| Stated exercise |
Count the lines in the records below that contain the word "white" and give only that number.
BEGIN
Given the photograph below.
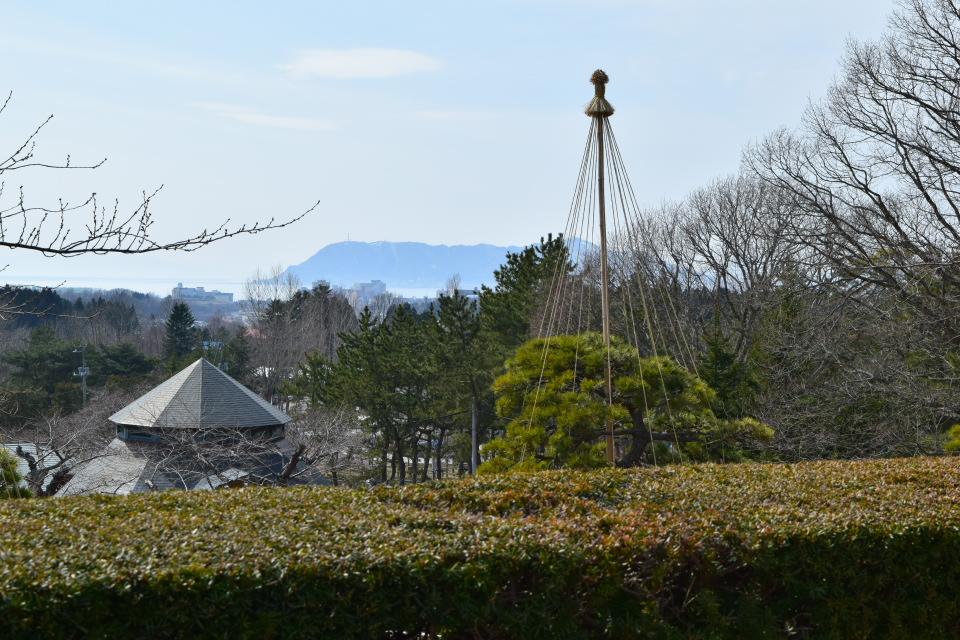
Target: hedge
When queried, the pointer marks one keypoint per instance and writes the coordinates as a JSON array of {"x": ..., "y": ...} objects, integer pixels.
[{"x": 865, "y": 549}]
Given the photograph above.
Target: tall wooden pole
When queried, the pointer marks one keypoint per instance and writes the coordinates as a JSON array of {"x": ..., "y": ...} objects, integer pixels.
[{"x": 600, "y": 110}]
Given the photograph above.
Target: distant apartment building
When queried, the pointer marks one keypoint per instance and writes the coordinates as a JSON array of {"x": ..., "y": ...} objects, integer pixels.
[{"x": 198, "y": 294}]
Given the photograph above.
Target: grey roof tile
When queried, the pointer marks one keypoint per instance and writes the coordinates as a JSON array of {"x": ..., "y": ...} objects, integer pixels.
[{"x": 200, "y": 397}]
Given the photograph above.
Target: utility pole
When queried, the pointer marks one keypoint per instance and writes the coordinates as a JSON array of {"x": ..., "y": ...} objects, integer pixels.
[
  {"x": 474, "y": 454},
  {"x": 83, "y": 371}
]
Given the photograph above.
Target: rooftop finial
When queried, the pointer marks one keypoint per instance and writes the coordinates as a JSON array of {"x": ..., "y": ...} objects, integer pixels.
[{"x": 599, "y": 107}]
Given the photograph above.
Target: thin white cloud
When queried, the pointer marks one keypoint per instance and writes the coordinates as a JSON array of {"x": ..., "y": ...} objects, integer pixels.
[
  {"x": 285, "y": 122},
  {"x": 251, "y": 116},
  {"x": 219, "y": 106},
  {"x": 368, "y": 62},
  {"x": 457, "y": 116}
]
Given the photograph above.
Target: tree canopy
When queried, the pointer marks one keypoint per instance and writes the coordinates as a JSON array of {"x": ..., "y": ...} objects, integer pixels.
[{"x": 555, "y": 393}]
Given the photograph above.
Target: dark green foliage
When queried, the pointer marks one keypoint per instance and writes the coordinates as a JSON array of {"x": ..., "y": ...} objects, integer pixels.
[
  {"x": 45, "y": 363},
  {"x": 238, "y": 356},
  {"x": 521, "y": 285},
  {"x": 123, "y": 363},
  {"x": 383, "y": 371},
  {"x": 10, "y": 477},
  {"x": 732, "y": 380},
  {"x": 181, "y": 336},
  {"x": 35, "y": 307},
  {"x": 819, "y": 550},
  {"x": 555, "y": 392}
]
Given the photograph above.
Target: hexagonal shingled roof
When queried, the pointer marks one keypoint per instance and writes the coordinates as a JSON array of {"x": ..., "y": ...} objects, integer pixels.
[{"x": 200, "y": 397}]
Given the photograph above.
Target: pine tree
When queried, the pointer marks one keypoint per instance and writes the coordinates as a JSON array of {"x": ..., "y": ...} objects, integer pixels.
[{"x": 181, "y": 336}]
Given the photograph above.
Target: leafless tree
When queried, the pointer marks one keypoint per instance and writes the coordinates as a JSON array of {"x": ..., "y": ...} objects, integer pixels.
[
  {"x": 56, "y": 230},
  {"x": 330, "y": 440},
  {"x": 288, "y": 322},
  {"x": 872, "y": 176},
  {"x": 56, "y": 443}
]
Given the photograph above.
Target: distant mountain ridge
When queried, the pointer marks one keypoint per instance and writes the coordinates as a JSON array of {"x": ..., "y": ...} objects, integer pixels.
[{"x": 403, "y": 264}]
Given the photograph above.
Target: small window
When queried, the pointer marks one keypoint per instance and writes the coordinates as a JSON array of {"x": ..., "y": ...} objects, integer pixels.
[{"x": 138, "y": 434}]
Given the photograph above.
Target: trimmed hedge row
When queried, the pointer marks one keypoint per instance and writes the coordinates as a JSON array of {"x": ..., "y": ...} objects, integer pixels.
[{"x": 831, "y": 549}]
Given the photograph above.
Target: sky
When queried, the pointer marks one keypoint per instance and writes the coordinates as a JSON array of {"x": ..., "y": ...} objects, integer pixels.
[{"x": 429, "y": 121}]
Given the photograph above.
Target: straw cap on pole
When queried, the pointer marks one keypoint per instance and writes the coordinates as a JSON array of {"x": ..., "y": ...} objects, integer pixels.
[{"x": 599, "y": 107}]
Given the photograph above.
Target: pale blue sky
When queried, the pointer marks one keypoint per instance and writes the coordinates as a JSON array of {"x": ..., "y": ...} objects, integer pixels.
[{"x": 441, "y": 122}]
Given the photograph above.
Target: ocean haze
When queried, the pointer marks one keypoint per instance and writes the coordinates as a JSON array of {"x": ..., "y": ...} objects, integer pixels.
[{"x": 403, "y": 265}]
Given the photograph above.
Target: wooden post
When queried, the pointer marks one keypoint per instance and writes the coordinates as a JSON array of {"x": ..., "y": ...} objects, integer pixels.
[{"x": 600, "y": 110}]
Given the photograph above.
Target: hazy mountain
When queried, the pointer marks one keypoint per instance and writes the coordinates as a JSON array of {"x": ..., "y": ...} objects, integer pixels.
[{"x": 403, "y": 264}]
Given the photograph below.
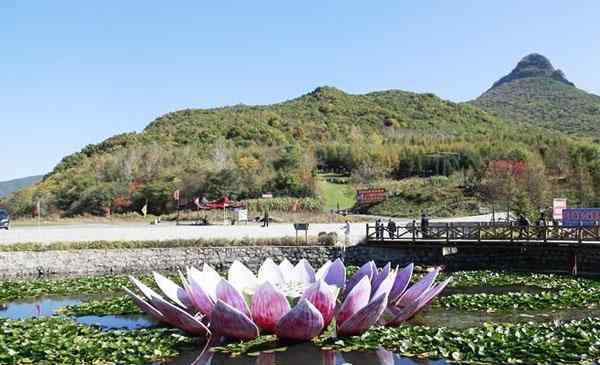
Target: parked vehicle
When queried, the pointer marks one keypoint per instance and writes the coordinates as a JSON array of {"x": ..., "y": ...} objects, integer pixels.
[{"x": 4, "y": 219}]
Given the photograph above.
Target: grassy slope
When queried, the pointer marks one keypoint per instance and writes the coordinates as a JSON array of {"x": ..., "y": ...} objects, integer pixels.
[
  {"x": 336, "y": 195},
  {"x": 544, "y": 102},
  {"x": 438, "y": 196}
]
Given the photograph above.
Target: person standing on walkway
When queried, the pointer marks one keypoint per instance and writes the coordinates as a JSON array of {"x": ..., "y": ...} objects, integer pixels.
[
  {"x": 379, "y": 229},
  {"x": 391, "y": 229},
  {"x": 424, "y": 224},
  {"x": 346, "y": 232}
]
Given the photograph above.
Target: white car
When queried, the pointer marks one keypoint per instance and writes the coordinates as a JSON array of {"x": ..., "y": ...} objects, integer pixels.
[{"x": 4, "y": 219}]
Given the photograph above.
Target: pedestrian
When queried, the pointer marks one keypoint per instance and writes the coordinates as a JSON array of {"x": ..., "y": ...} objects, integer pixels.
END
BEGIN
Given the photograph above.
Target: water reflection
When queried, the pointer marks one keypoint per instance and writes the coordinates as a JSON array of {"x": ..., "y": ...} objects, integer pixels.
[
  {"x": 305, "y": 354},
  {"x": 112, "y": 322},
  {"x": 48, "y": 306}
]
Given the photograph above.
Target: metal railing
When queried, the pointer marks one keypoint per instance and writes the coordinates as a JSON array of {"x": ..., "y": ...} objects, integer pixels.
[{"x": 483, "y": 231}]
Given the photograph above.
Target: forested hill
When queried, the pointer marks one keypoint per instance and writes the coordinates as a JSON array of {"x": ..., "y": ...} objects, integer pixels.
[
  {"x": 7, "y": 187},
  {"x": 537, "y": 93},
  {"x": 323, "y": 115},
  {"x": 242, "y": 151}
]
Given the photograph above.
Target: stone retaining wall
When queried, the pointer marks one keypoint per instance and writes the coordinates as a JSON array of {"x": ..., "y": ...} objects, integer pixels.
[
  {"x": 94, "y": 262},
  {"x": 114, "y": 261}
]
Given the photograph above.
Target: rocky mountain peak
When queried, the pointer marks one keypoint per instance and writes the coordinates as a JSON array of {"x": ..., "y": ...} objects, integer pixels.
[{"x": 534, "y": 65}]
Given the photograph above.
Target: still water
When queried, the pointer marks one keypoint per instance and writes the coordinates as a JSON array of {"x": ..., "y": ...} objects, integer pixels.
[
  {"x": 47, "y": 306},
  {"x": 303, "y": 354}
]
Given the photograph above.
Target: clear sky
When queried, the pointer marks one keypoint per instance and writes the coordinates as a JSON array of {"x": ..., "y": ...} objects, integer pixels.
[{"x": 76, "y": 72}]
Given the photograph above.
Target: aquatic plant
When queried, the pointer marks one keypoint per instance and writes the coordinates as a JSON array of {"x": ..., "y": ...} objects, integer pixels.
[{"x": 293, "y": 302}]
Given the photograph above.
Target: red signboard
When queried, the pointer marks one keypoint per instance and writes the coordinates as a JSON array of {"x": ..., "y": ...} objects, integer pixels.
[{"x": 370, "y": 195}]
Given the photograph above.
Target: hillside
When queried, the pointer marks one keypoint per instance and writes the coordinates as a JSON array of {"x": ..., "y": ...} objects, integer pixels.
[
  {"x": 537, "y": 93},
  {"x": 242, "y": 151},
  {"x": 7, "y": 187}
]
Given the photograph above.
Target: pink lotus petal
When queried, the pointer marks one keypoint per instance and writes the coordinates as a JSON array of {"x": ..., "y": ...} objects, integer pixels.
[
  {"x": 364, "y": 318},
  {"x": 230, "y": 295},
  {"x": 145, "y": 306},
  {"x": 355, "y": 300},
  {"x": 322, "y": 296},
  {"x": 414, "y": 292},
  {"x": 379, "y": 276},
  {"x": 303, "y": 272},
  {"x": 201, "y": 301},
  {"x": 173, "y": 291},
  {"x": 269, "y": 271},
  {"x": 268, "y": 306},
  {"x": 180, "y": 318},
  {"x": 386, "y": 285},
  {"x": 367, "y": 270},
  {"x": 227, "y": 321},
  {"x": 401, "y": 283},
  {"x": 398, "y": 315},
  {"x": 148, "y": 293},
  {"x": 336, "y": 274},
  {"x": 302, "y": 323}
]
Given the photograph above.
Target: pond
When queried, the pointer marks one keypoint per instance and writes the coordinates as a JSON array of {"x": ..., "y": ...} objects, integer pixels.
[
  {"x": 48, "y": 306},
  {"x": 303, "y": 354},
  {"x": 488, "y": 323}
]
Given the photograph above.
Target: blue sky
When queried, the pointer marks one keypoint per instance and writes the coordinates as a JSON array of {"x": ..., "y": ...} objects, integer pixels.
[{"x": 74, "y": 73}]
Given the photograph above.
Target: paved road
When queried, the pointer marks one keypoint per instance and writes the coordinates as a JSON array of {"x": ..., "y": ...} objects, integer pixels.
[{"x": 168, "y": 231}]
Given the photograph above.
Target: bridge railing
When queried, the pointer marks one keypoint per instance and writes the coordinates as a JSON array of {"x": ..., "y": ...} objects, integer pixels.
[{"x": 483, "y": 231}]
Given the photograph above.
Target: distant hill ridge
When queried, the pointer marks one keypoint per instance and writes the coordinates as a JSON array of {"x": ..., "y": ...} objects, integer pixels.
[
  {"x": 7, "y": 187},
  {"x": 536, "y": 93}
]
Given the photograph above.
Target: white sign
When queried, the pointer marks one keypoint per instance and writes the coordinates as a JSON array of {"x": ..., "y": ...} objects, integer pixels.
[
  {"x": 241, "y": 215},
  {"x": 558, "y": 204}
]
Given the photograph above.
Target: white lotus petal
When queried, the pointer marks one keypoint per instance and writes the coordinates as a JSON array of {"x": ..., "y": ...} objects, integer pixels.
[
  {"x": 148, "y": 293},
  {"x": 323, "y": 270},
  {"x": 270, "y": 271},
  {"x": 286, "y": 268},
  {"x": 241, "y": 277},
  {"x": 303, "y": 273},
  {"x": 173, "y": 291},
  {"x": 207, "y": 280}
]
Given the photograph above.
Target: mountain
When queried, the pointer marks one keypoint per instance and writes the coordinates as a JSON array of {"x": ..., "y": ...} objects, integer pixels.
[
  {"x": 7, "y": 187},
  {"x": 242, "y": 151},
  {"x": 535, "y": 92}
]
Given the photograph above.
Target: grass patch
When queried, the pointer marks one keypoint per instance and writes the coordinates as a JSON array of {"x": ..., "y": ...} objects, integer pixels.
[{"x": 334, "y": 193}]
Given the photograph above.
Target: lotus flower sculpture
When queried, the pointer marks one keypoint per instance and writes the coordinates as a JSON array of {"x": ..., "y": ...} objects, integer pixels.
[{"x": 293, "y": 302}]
END
BEGIN
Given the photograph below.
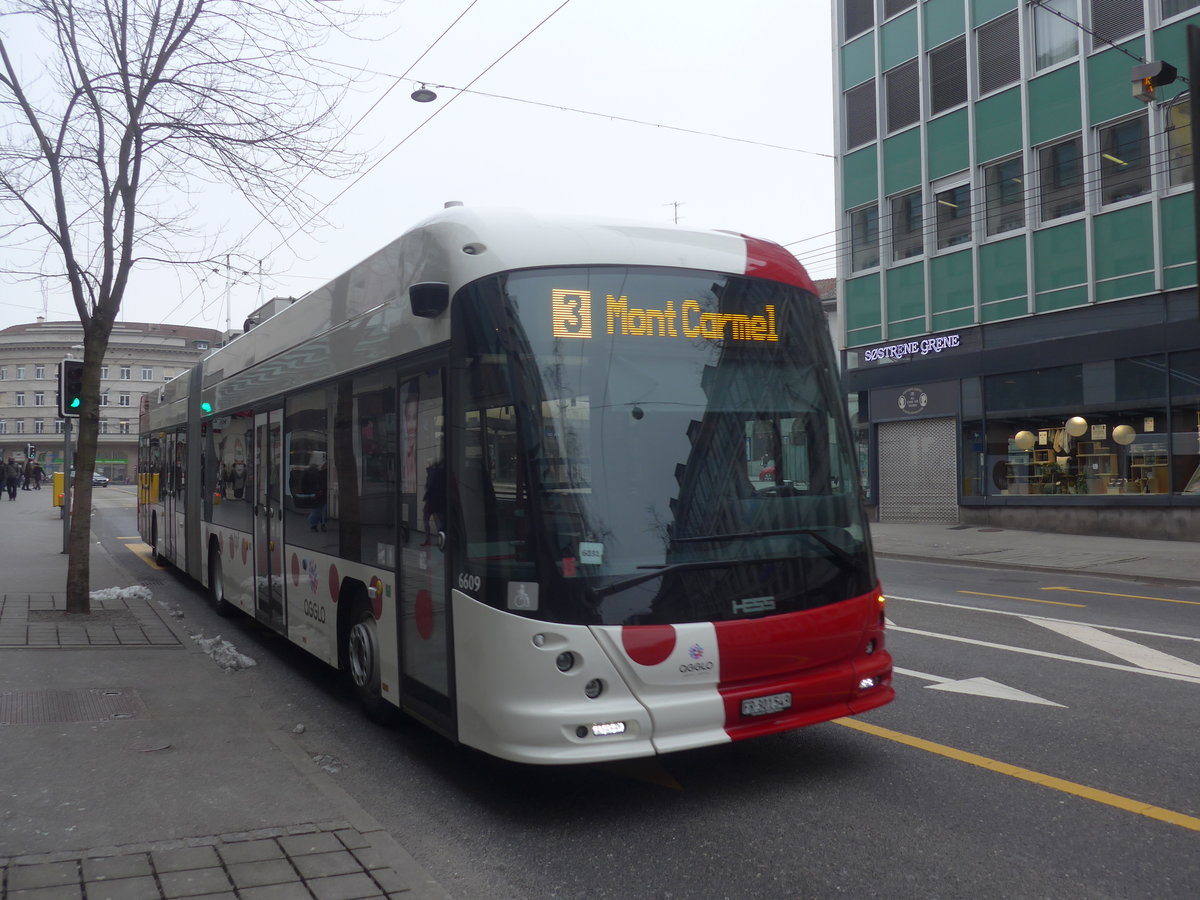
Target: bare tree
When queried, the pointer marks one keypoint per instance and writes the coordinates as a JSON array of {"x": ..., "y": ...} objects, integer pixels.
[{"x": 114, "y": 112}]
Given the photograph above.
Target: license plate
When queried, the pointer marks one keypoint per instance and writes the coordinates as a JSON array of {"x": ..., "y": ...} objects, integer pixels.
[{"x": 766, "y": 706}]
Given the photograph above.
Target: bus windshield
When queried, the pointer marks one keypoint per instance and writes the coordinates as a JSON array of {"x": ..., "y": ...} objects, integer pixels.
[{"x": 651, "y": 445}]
END
| Task output |
4